Leave out the pictures, and retype the remaining data exactly.

EXERCISE INPUTS:

+ + + + + + +

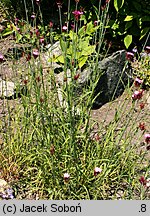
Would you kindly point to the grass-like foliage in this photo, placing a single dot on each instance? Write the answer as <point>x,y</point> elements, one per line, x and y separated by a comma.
<point>52,148</point>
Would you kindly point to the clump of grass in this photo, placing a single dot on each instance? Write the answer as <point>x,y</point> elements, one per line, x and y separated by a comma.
<point>49,150</point>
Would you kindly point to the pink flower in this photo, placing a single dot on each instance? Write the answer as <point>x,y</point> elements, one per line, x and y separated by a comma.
<point>35,53</point>
<point>147,49</point>
<point>37,32</point>
<point>137,95</point>
<point>33,16</point>
<point>59,3</point>
<point>37,2</point>
<point>142,180</point>
<point>142,105</point>
<point>129,56</point>
<point>66,177</point>
<point>64,28</point>
<point>77,14</point>
<point>42,40</point>
<point>73,27</point>
<point>16,21</point>
<point>148,147</point>
<point>138,82</point>
<point>76,76</point>
<point>142,126</point>
<point>51,24</point>
<point>95,23</point>
<point>147,138</point>
<point>97,171</point>
<point>1,58</point>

+ + + + + + +

TASK RESPONSE:
Would you kindly point to the grass-like foliage in this photo, placing a single dot on each instance? Write the answer as <point>x,y</point> elements, one per line, x and y separated by a comma.
<point>52,148</point>
Would you kindly point to the clump of grass in this photo, placing a single dot on each instance? Write the answer as <point>x,y</point> elements, one per line, x and y separated by a comma.
<point>49,150</point>
Would you kindly point to the pink flower in this photo, placing a single dot on each instance? Write the answer as <point>x,y</point> elements, one per line, x and y separated by a comma.
<point>35,53</point>
<point>147,49</point>
<point>37,32</point>
<point>137,95</point>
<point>33,16</point>
<point>59,3</point>
<point>37,2</point>
<point>142,180</point>
<point>142,105</point>
<point>129,56</point>
<point>66,177</point>
<point>64,28</point>
<point>77,14</point>
<point>42,40</point>
<point>73,27</point>
<point>16,21</point>
<point>148,147</point>
<point>138,82</point>
<point>76,76</point>
<point>142,126</point>
<point>51,24</point>
<point>95,23</point>
<point>147,138</point>
<point>97,171</point>
<point>1,58</point>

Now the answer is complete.